• [STUDY TEXT]
11.09am: Financial constraints and politics is hampering the efforts of public health professionals as they settle into their new local authority homes, a poll by the Royal Society for Public Health indicates.

The RSPH report found that the number of its members who thingk the shift of public health teams into local authorities was leading to improvements in health outcomes had more than doubled from 15 per cent in 2014 to almost nearly 40 this year.

The poll also found that:

  • Most respondents said that public health budgets were being controlled by their director of public health (67 per cent).
  • Two thirds of respondents stated that public health teams were investing in health improvement initiatives.
  • The vast majority (91 per cent) felt they have the professional skills relevant to their situation within local authorities.

10.53am: National public health officials are to further investigate falls in life expectancy among older people, after finding it was ‘too early’ to conclude they had stopped living for longer, we report today.

Public Health England’s report follows concerns being raised about falling life expectancy for 85-year-olds in recent years in some areas, as revealed by HSJ last month.

The report, due to be published imminently and seen by HSJ, confirms “a small fall in female life expectancy at age 65, 75, 85 and 95 in 2012 compared with 2011, and a small fall in male life expectancy at ages 85 and 95”.

10.30am: Care Quality Commission deputy chief inspector Janet Williamson is revealing some interesting figures about the performance of GP practices at the Westminster Health Forum.

Here’s some of HSJ reporter Judith Welikala’s tweets from the events.

 

10.20am: Some slight less happy news now for GPs. A survey of 600 of their number by the Medical Protection Society found that 88 per cent think they are more likely to be sued today compared with five years ago.

Their perception tallies with the MPS’ own analysis of claims, which found they were twice as likely to receive a legal claim against them compared with seven years ago.

Dr Rob Hendry, Medical Director at the Medical Protection Society said:

““Worryingly, over a typical career, the average full-time GP could now expect to receive two claims against them if our recent experience is indicative of the continuing future environment for claims against GPs.”

10.10am: NHS waiting list expert Dr Rob Findlay is tweeting about the latest referral to treatment figures.

He points out that two more trusts have stopped reporting waiting lists:

You can follow Dr Findlay at @Gooroo for more nuggets from the waiting list data.

9.59am: After yesterday’s whistleblowing report, here is some more positive news about the performance of NHS staff.

A survey by consultancy Equiniti has found that the “vast majority” of patients are happy with the care they receive from their doctors.

The claim is based on an analysis of feedback from 50,000 patients across the UK.

It found that 98.8 per cent were satisfied with the overall experience their doctor provided and 99.4 per cent said they have confidence in their doctor.

9.36am: Mr Geddes is outlining his thoughts about co-comissioning of primary care services.

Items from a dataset
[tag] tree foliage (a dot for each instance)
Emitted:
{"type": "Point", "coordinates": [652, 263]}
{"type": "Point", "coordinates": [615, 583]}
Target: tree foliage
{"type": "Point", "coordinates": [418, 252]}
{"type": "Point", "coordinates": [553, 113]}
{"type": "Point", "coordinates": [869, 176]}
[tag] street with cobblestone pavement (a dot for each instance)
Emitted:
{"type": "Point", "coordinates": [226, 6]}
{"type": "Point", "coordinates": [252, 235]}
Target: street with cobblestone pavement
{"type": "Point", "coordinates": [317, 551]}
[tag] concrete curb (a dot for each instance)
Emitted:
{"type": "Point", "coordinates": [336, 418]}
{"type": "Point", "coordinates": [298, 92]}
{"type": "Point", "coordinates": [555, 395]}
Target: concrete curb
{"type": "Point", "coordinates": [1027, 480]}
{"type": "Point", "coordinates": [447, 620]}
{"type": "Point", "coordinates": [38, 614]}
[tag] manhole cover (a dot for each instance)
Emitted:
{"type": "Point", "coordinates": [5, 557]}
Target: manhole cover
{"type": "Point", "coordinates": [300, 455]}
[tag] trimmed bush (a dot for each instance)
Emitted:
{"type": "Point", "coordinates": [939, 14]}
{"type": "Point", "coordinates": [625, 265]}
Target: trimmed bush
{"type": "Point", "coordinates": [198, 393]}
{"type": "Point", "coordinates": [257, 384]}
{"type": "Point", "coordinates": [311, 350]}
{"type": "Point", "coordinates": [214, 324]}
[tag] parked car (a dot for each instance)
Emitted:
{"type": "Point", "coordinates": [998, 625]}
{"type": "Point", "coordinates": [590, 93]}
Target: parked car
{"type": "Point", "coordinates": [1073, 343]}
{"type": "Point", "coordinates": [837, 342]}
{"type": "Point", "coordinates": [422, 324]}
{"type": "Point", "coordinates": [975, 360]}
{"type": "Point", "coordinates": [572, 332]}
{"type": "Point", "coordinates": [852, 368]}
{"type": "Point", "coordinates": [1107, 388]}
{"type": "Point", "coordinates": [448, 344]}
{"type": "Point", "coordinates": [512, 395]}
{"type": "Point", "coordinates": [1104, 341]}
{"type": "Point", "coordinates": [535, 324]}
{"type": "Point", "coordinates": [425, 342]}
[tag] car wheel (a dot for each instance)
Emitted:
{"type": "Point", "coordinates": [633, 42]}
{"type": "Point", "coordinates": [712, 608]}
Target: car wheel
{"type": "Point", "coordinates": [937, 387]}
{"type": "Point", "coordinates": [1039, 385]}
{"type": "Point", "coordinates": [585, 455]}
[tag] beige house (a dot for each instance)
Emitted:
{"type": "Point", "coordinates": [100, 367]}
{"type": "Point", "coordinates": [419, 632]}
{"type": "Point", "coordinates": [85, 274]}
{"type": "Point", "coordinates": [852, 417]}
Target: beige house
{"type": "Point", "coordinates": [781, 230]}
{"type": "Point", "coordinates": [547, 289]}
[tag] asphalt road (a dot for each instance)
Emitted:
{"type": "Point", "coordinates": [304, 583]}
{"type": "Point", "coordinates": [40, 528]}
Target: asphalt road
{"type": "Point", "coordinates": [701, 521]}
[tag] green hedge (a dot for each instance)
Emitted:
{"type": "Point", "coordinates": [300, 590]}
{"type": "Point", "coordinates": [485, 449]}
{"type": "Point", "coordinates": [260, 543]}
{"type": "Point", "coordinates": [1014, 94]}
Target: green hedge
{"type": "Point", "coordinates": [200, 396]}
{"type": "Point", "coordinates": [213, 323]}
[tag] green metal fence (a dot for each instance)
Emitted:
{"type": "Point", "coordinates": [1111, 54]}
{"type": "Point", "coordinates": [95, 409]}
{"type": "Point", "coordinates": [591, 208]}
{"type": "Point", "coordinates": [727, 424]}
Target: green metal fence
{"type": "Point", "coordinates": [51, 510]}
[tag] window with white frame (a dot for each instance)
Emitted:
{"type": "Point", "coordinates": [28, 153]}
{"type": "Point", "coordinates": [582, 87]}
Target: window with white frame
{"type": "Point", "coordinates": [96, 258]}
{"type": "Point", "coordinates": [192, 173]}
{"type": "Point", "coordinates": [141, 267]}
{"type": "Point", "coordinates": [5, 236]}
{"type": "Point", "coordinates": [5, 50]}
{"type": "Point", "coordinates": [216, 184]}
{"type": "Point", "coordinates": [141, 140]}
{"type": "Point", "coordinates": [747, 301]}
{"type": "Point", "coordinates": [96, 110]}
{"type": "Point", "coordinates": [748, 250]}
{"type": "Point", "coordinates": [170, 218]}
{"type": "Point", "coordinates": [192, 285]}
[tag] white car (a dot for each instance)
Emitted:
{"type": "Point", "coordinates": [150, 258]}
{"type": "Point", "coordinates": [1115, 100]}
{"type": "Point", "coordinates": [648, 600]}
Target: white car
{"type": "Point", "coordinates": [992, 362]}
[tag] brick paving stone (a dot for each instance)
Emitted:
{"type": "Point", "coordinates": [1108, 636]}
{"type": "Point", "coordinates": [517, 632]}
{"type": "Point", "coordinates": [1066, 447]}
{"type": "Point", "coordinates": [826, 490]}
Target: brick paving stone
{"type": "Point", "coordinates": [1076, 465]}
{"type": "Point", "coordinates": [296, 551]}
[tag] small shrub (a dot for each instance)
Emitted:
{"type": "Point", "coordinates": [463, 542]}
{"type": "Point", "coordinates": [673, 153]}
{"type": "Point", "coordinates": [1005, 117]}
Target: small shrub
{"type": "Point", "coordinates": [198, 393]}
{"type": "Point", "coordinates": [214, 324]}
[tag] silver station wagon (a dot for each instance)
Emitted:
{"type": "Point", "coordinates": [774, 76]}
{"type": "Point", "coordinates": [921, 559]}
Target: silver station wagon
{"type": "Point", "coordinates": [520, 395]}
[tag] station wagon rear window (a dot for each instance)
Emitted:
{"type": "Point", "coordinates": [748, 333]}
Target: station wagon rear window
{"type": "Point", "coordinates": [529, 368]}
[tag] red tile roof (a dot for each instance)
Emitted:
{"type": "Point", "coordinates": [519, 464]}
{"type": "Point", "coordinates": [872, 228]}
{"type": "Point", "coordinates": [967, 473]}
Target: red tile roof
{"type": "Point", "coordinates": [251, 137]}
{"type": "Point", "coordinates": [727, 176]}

• [TO DO]
1 – Revise the health news blog, starting with "10.30am: Care Quality" and going on through "seven years ago.", so that "GP practices" becomes "general practices" in that part.
2 – List every time stamp that opens an entry in the health news blog.

• [RESULTS BY TASK]
1 –
10.30am: Care Quality Commission deputy chief inspector Janet Williamson is revealing some interesting figures about the performance of general practices at the Westminster Health Forum.

Here’s some of HSJ reporter Judith Welikala’s tweets from the events.

 

10.20am: Some slight less happy news now for GPs. A survey of 600 of their number by the Medical Protection Society found that 88 per cent think they are more likely to be sued today compared with five years ago.

Their perception tallies with the MPS’ own analysis of claims, which found they were twice as likely to receive a legal claim against them compared with seven years ago.

2 – 11.09am, 10.53am, 10.30am, 10.20am, 10.10am, 9.59am, 9.36am